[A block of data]

+===+

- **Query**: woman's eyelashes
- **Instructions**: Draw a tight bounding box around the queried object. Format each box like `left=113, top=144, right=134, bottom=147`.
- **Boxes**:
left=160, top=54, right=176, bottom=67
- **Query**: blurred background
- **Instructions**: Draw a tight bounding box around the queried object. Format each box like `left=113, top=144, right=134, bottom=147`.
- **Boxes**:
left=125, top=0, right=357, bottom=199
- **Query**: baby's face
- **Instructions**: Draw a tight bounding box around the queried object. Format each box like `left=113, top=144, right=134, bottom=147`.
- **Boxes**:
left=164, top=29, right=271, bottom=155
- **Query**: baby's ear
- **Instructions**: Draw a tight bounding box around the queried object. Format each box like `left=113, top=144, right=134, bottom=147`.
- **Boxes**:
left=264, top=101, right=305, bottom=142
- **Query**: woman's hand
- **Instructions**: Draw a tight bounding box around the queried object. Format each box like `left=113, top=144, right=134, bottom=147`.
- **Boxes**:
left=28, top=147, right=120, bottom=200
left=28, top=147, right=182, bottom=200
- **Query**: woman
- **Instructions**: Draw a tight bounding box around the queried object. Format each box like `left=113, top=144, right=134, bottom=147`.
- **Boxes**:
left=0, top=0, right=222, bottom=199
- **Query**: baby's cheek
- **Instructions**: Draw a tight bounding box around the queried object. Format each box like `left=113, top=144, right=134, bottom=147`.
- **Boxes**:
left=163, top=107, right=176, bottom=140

+===+

**Task goal**.
Rewrite every row above, substituting "rectangle" for "bounding box" wherever it occurs and leaving everything else unchanged.

**Full answer**.
- **Query**: woman's eyelashes
- **Instructions**: Draw a tight rectangle around the queried object. Format each box like `left=113, top=144, right=134, bottom=147`.
- **Boxes**:
left=160, top=54, right=176, bottom=67
- **Query**: blurred background
- **Instructions**: Draw a tight rectangle around the queried object. Format each box like `left=113, top=144, right=134, bottom=147`.
- **Boxes**:
left=125, top=0, right=357, bottom=199
- **Query**: baby's face
- **Instructions**: Draw a tight rectangle around the queried object. Format each box like `left=113, top=144, right=134, bottom=147`.
- **Boxes**:
left=164, top=29, right=271, bottom=155
- **Query**: baby's ear
- **Instructions**: Draw a tight rectangle around the queried object. Format each box like `left=113, top=144, right=134, bottom=147`.
- **Boxes**:
left=264, top=101, right=305, bottom=142
- **Query**: woman's hand
- **Instructions**: Draw a tight rectangle around the queried object. Format each box like `left=113, top=144, right=134, bottom=147`.
- **Boxes**:
left=28, top=147, right=120, bottom=200
left=28, top=147, right=182, bottom=200
- **Query**: woman
- **Instructions**: Draw a tight rectangle around the queried object. Format each box like `left=113, top=144, right=134, bottom=147`.
- **Boxes**:
left=0, top=0, right=222, bottom=199
- **Query**: baby's cheek
- **Instructions**: Draw a tight rectangle around the queried object. Format each box like `left=113, top=144, right=134, bottom=147`.
- **Boxes**:
left=163, top=107, right=176, bottom=140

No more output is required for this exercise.